_Exercise details_. Could you repeat the records from their first line through the line with "Your reply can", replacing "reply" with "response" and leaving everything else as it is?

_Data provided_.
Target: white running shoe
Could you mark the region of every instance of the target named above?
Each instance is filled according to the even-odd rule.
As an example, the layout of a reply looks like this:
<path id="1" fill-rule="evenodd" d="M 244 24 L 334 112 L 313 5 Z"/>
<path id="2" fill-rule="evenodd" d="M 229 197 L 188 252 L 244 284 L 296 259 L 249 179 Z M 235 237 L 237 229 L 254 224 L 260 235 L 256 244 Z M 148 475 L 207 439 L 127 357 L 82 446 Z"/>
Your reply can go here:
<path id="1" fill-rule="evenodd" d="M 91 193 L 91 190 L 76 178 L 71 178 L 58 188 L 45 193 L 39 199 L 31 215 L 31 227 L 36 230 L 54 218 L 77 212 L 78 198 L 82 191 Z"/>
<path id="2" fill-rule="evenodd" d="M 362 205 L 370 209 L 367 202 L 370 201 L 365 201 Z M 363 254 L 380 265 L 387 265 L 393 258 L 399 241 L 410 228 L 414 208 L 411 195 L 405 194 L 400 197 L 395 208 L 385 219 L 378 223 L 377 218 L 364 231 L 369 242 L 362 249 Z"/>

_Reply to the task_.
Target: white running shoe
Could you mark the region of every instance of the target named above?
Each instance is filled according to the even-odd rule.
As an example, the layout of a response looks like this:
<path id="1" fill-rule="evenodd" d="M 244 24 L 334 112 L 313 5 Z"/>
<path id="2" fill-rule="evenodd" d="M 229 197 L 188 252 L 244 284 L 296 259 L 249 179 Z M 235 237 L 237 229 L 254 224 L 260 235 L 256 244 Z M 148 475 L 207 439 L 127 357 L 82 446 Z"/>
Your response can go here:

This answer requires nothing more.